[DATA RECORDS]

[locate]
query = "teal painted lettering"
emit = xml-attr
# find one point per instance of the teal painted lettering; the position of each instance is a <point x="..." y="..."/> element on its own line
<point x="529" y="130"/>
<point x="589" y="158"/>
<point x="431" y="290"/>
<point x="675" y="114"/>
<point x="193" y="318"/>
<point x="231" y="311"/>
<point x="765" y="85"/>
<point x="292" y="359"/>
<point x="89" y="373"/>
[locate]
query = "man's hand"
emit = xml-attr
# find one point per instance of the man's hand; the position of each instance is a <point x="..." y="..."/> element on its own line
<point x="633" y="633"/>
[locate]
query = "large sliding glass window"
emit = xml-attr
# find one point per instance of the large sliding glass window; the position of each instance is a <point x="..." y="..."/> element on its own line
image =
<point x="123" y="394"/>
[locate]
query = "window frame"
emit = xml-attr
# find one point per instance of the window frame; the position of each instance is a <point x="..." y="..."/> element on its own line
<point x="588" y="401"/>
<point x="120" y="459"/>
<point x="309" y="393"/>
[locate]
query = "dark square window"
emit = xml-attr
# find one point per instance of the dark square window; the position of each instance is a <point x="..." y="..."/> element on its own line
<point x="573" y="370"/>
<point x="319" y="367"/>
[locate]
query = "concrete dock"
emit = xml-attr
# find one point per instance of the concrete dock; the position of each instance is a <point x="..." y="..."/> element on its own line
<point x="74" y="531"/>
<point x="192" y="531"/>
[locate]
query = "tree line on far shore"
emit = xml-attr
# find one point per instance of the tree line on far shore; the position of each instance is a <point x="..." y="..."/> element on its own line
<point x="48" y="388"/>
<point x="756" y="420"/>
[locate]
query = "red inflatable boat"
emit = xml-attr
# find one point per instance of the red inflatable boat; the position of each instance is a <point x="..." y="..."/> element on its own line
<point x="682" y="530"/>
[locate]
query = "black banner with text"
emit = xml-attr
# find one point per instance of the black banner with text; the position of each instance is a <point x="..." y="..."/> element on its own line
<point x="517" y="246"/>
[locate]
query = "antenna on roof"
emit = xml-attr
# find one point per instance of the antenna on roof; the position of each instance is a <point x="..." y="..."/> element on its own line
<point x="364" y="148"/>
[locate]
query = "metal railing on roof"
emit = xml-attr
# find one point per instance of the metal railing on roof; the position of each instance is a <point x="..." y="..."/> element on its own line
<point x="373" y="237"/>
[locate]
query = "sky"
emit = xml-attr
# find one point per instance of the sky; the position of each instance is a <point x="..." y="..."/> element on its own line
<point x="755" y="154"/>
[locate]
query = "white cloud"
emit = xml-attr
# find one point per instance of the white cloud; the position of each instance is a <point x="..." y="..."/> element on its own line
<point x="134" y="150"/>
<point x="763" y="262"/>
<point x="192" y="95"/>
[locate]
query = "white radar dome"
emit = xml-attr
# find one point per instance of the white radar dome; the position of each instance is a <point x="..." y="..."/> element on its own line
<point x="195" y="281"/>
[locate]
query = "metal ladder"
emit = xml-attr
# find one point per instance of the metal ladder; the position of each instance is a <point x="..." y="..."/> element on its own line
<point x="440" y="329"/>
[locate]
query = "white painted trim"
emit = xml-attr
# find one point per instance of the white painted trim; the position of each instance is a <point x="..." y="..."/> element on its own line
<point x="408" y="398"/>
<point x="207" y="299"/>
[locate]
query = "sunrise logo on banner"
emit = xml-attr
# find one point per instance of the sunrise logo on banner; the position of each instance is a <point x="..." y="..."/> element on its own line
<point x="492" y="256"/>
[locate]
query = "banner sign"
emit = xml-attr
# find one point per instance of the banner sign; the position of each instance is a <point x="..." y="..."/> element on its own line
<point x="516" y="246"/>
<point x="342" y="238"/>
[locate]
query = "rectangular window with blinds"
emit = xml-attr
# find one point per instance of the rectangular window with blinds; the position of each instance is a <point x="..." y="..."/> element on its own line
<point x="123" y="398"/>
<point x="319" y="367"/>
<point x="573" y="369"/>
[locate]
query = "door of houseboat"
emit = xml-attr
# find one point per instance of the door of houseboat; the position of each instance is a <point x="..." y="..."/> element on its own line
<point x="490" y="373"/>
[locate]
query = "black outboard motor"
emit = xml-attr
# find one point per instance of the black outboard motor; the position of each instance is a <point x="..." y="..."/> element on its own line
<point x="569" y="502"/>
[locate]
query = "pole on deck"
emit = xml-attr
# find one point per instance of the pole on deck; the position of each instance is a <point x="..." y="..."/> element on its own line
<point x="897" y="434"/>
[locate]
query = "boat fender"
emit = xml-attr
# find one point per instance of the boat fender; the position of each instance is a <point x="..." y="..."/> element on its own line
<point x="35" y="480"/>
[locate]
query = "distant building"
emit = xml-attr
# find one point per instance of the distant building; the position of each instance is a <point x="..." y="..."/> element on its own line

[CHALLENGE] Please set down all the data word for word.

[FULL SOLUTION]
[locate]
query = "teal painted lettering"
emit = xml-attr
# find one point per instance of the teal painted lettering; the position of each instance is a <point x="..." y="..."/> element on its own line
<point x="529" y="130"/>
<point x="589" y="158"/>
<point x="431" y="290"/>
<point x="675" y="114"/>
<point x="193" y="318"/>
<point x="231" y="311"/>
<point x="765" y="85"/>
<point x="292" y="359"/>
<point x="89" y="373"/>
[locate]
query = "man's hand"
emit = xml-attr
# find one point per instance of the man's hand; the position of each instance is a <point x="..." y="..."/> element on its own line
<point x="633" y="633"/>
[locate]
query = "large sliding glass window"
emit = xml-attr
# find one point per instance of the large sliding glass window; the position of each instance is a <point x="..." y="..."/> element on its own line
image =
<point x="123" y="394"/>
[locate]
query = "window frame"
emit = xml-attr
# find one point per instance of the window frame; the position of each instance is a <point x="..." y="..."/> element on its own line
<point x="588" y="401"/>
<point x="120" y="459"/>
<point x="309" y="393"/>
[locate]
query = "dark square window"
emit = xml-attr
# find one point per instance of the dark square window; the position of each instance is a <point x="..." y="..."/> element on its own line
<point x="573" y="370"/>
<point x="319" y="367"/>
[locate]
query = "concrete dock"
emit = xml-attr
# find one point per instance of the concrete dock; the position of each instance is a <point x="..." y="..."/> element on its own line
<point x="74" y="531"/>
<point x="192" y="531"/>
[locate]
query = "tree line on far shore"
emit = xml-attr
# find one point per instance of the tree line on far shore; the position of each instance is a <point x="..." y="..."/> element on its own line
<point x="48" y="388"/>
<point x="756" y="420"/>
[locate]
query = "red inflatable boat"
emit = xml-attr
# find one point per instance of the red inflatable boat; the position of each instance is a <point x="..." y="..."/> element on its own line
<point x="682" y="530"/>
[locate]
query = "black banner with text"
emit = xml-attr
# find one point per instance of the black banner with text; the position of each instance is a <point x="..." y="..."/> element on its own line
<point x="517" y="246"/>
[locate]
query = "antenna on roof"
emit = xml-attr
# find one point per instance of the antenna on roof; the position of each instance is a <point x="..." y="..."/> element on its own line
<point x="364" y="148"/>
[locate]
query = "metal railing on roof"
emit = xml-attr
# find one point per instance of the metal railing on roof; the position of each instance is a <point x="..." y="..."/> element on its own line
<point x="373" y="237"/>
[locate]
query = "sky"
emit = xml-attr
# find one point per instance of the sky; the position of each instance is a <point x="..." y="..."/> element on its own line
<point x="755" y="154"/>
[locate]
query = "white cloud"
emit = xml-attr
# find one point per instance of the white cloud; the position of each instance is a <point x="..." y="..."/> element on its own line
<point x="134" y="150"/>
<point x="763" y="262"/>
<point x="192" y="95"/>
[locate]
query = "white radar dome"
emit = xml-attr
# find one point per instance of the white radar dome; the position of each instance is a <point x="..." y="..."/> element on its own line
<point x="195" y="281"/>
[locate]
query = "metal ladder"
emit = xml-attr
# find one point per instance of the metal ladder; the position of each instance is a <point x="..." y="..."/> element on its own line
<point x="440" y="329"/>
[locate]
query = "white painted trim"
emit = xml-attr
# find one point per instance of the white painted trim; the position of each instance is a <point x="..." y="..."/> element on its own line
<point x="408" y="398"/>
<point x="207" y="299"/>
[locate]
query = "sunrise logo on banner"
emit = xml-attr
# find one point per instance of the sunrise logo on banner; the position of each instance is a <point x="..." y="..."/> element on its own line
<point x="492" y="256"/>
[locate]
query = "banner sign"
emit = xml-attr
# find one point per instance of the banner sign; the position of each instance is a <point x="..." y="..."/> element on its own line
<point x="516" y="246"/>
<point x="342" y="238"/>
[locate]
query = "rectangular window with blinds"
emit = xml-attr
# find one point per instance of the rectangular window with blinds; the position of each instance is a <point x="..." y="..."/> element on its own line
<point x="123" y="398"/>
<point x="319" y="367"/>
<point x="573" y="369"/>
[locate]
query = "door of houseboat"
emit = xml-attr
# find one point per instance of the door of houseboat; the position of each instance is a <point x="..." y="..."/> element on its own line
<point x="490" y="373"/>
[locate]
query = "black outboard motor"
emit = xml-attr
# find one point per instance of the black outboard motor; the position of each instance is a <point x="..." y="..."/> element on its own line
<point x="569" y="502"/>
[locate]
query = "pole on deck"
emit = xml-attr
# find one point per instance of the pole on deck; the position of each instance is a <point x="..." y="..."/> element on its own line
<point x="897" y="434"/>
[locate]
query = "boat fender"
emit = xml-attr
# find one point per instance of the boat fender; the position of each instance is a <point x="..." y="..."/> element on its own line
<point x="35" y="480"/>
[locate]
query = "distant building"
emit = xml-attr
# find one point per instance of the distant building; the position of each instance is a <point x="..." y="..."/> element on its own line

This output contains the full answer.